* _EXCERPTED DATA_

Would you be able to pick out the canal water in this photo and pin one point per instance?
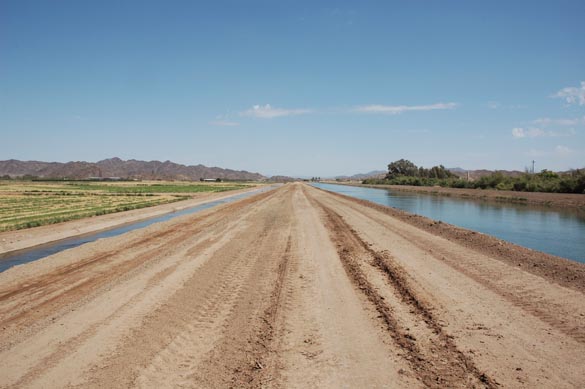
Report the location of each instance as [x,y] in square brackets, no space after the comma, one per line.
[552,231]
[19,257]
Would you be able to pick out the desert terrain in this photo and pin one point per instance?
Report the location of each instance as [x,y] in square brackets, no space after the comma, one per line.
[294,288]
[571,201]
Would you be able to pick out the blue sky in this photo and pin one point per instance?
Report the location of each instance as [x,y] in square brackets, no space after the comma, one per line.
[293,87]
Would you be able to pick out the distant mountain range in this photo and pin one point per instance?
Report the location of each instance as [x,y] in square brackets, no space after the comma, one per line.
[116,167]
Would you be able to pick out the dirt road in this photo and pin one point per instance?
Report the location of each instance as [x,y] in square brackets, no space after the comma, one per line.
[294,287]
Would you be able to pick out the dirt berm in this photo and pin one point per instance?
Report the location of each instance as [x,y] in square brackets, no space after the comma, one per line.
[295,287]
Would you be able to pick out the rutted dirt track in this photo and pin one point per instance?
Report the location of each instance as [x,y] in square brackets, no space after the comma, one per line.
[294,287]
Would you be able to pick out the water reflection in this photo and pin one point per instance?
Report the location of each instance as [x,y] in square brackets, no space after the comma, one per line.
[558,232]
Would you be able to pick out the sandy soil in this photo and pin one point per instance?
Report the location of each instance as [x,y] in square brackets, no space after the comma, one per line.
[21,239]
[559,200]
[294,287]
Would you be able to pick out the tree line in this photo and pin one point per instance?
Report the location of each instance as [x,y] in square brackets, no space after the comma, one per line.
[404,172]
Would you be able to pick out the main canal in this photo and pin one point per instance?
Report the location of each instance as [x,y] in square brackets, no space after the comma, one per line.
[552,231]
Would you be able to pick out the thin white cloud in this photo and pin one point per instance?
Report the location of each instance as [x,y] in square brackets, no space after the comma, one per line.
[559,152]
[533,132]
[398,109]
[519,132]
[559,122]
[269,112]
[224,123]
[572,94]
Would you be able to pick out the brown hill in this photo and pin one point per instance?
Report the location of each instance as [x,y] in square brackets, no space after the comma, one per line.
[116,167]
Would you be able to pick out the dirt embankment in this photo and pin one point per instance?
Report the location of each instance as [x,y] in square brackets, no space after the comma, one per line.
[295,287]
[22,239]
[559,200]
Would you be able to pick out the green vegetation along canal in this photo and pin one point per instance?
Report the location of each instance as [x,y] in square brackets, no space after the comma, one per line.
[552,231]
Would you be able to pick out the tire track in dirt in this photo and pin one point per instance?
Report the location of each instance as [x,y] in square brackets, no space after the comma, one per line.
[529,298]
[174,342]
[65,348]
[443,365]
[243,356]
---
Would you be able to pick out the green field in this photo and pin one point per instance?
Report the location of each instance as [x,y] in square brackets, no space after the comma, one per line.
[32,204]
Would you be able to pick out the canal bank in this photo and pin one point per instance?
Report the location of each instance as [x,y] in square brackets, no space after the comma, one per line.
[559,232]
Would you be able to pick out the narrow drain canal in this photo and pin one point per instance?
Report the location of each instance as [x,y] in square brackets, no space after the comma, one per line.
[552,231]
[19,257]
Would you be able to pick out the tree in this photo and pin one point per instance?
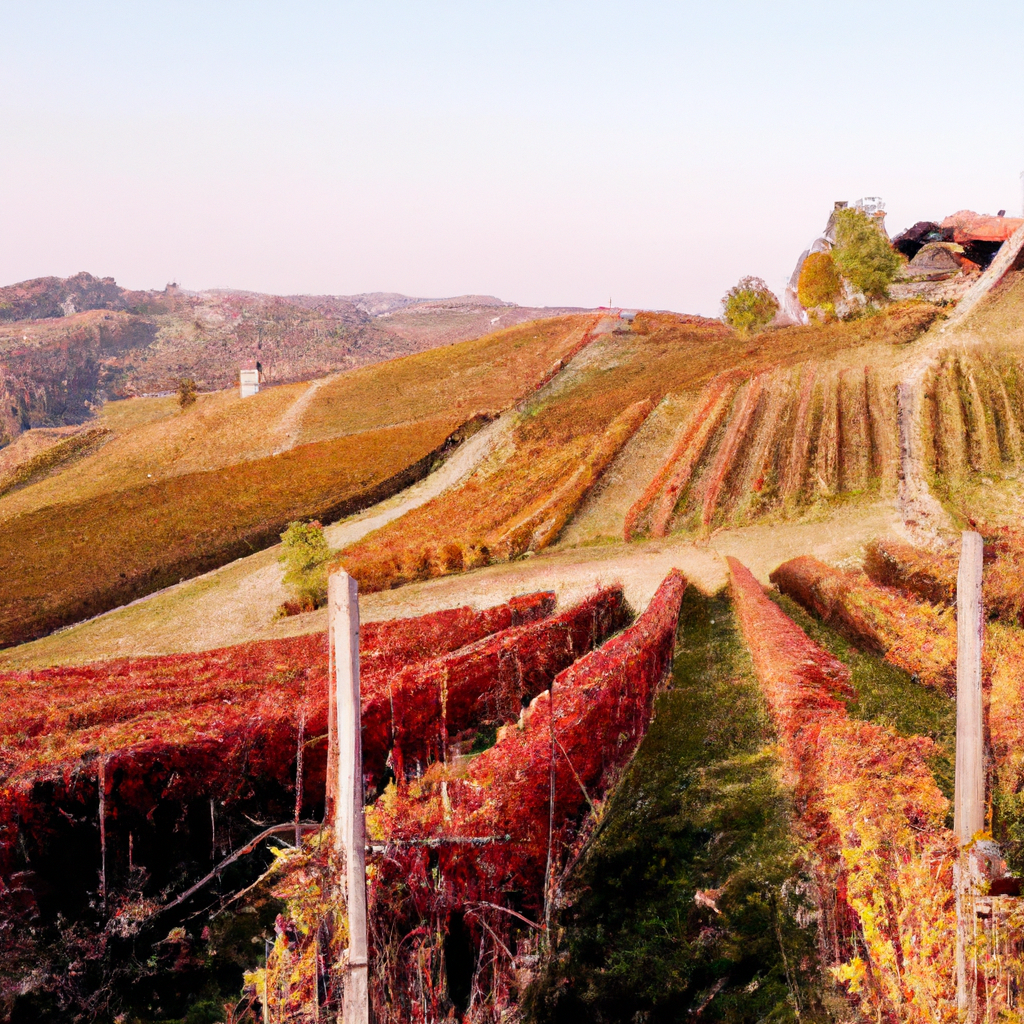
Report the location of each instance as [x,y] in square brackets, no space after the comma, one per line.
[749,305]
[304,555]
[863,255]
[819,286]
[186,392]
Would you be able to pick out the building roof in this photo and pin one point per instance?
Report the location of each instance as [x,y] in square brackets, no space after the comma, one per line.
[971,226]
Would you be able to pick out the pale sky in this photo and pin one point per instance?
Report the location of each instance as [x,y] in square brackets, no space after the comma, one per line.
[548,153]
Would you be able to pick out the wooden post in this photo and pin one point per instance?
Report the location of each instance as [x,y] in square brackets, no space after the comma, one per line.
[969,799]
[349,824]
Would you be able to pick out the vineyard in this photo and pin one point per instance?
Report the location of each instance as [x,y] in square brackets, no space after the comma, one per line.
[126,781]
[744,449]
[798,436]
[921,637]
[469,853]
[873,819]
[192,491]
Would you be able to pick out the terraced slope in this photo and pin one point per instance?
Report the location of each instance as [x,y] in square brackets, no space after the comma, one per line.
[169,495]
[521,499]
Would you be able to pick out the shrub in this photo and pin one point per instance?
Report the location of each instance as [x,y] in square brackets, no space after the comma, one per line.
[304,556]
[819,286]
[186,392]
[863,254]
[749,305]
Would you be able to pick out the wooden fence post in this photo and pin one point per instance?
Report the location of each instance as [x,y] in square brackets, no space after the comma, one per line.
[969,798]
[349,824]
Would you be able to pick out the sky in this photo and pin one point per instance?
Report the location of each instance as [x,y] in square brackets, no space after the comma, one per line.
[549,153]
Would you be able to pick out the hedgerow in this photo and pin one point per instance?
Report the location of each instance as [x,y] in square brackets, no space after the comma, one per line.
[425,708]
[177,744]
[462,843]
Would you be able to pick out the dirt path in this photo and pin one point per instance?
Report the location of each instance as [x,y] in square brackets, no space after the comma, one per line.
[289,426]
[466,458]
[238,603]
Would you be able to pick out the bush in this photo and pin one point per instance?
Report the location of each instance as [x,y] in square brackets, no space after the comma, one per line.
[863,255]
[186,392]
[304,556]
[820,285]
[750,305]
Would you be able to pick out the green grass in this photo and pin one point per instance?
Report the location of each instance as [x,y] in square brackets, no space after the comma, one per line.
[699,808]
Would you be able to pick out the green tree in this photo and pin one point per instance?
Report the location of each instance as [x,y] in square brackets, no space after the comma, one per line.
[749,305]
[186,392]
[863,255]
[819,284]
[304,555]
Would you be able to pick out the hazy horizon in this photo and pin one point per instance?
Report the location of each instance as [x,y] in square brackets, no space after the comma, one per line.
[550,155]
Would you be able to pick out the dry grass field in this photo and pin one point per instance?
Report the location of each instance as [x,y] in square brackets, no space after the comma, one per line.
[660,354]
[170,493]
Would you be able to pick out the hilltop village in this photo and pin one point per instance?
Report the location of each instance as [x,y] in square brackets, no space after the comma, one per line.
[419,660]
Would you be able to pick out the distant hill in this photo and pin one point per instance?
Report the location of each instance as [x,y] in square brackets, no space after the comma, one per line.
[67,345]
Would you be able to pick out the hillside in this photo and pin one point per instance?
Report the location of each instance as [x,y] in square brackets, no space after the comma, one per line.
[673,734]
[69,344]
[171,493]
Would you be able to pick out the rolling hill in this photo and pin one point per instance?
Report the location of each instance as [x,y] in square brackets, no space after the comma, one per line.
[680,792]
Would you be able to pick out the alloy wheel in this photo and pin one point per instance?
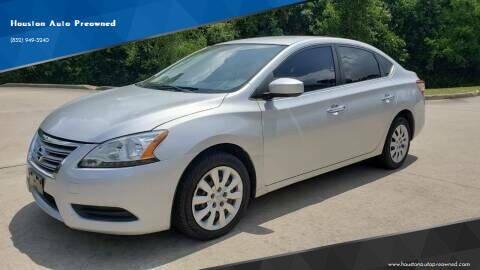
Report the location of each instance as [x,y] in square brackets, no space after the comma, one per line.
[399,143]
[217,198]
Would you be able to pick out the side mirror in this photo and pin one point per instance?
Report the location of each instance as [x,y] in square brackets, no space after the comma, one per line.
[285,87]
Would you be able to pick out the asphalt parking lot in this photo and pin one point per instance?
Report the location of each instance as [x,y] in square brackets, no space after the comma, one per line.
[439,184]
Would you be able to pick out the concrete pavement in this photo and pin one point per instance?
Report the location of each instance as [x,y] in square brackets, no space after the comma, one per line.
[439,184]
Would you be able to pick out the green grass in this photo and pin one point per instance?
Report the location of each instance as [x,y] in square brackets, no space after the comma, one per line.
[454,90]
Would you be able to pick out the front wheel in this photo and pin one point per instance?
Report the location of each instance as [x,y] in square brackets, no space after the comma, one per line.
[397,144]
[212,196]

* _DIRECTIONS_
Find every line in the rows above that contains the word "water" and copy each one in full.

* _RESULT BELOW_
Would you be able to pick out the canal water in this photo and pin one point per instance?
Would you be able to pick out the water reflection in this photo and pin one point per instance?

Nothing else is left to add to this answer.